EXTRACTED TEXT:
........

[sample size, sample, n, data collection, compute, sampling, website]

Calculate Sample Sizes for Web Scrapers


Sampling from websites and APIs can be tricky: limits to server load (e.g., retrieval limits) or snowballing effects (e.g., a seed of 100 users, sample 100 of their peers and obtain all of their peers’ consumption patterns for 50 weeks). In addition to the minimum sample size necessary to satisfy statistical power requirements, an important consideration is therefore the technically feasible sample size. That is the sample size that can be obtained from a website or API while considering resource constraints.


\[N = \frac{req \times S}{r \times freq}\]


  • $N$ = sample size (i.e., number of instances of an entity to extract data from),
  • $req$ = retrieval limit (maximum number of requests per time unit, allowed for each scraper or authenticated API user),
  • $S$ = number of scrapers used (e.g., computers with separate IP addresses, or authenticated users of an API),
  • $r$ = number of URL calls to make to obtain data for each instance, and
  • $freq$ = the desired sampling frequency for each entity per time unit.

Convert all input parameters to the same time unit (e.g., the retrieval limit may initially be expressed in fifteen-minute intervals but needs to match the desired sampling frequency, which may be expressed in hours)!


Suppose you wish to know the technically feasible sample size for collecting data from an online social network. In other words, you want to solve for $N$.

The input parameters are:

  • $req$ = 5 requests per second = 5 x 60 x 60 requests per hour (18,000)
  • $S$ = 1 scraper, authenticated via the service’s API
  • $r$ = 2 (the scraper needs to visit two URLs: one to obtain users' meta data, and one to obtain users' usage history)
  • $freq$ = Each user should be visited at least once every fifteen minutes (once every 15 minutes = 4 times per hour).
\[N = \frac{req \times S}{r \times freq} = \frac{18,000 \times 1}{2 \times 4} = 2,250\]

........

Rows from a dataset
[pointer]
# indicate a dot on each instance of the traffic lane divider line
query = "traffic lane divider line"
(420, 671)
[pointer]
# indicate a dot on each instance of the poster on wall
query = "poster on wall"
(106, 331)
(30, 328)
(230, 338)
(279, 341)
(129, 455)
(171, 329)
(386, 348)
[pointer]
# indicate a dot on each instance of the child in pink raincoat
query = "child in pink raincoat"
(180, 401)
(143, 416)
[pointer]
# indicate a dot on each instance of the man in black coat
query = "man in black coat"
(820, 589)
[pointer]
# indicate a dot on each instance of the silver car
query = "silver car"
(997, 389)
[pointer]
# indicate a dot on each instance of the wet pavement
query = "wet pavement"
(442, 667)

........

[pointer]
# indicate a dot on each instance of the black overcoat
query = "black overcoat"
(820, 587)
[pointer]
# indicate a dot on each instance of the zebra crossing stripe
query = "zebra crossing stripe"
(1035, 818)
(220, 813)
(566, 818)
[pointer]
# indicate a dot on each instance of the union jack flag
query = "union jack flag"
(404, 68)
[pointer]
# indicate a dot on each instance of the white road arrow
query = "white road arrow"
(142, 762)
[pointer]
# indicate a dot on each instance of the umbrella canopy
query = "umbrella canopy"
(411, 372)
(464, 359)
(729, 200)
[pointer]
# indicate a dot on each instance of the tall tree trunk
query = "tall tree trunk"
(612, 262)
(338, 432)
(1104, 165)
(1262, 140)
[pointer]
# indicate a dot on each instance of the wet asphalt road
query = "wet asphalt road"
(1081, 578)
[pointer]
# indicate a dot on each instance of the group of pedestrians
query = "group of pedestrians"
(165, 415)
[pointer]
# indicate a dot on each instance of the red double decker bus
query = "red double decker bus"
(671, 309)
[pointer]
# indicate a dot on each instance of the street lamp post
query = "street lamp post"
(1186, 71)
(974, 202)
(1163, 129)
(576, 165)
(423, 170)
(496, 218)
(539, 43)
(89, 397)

........

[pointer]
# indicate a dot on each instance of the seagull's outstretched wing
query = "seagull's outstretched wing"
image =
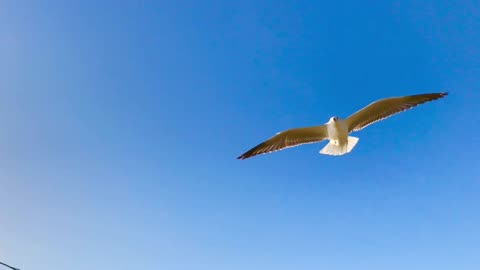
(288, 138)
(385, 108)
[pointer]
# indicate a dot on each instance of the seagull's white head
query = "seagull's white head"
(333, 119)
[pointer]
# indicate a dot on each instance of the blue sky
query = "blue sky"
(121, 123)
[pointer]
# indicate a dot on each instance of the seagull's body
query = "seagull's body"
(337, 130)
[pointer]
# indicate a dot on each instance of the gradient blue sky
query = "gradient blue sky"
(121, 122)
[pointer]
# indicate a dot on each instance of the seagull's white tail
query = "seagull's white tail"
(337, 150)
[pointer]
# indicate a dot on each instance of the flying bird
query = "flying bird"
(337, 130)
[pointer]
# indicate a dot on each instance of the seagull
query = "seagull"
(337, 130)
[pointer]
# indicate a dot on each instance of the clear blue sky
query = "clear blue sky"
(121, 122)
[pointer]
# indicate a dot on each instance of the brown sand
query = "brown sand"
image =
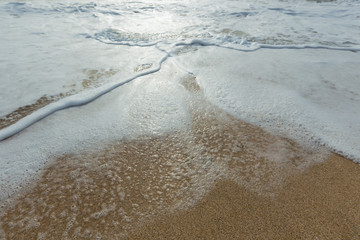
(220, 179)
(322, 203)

........

WORK INSTRUCTIONS:
a: Answer these questions using the page on calculating sample sizes for web scrapers:
(i) How does the page define the technically feasible sample size?
(ii) In the worked example, what retrieval limit per hour is used?
(iii) What sample size does the worked example arrive at?
b: Pick out every line in the records above that contains the word "black".

SOLUTIONS TO THE PROBLEMS:
a:
(i) It is the sample size that can be obtained from a website or API while considering resource constraints.
(ii) 18,000 requests per hour (5 requests per second).
(iii) 2,250.

b:
# indicate a dot on each instance of the man in black coat
query = "man in black coat"
# indicate a dot on each instance of the black overcoat
query = "black overcoat"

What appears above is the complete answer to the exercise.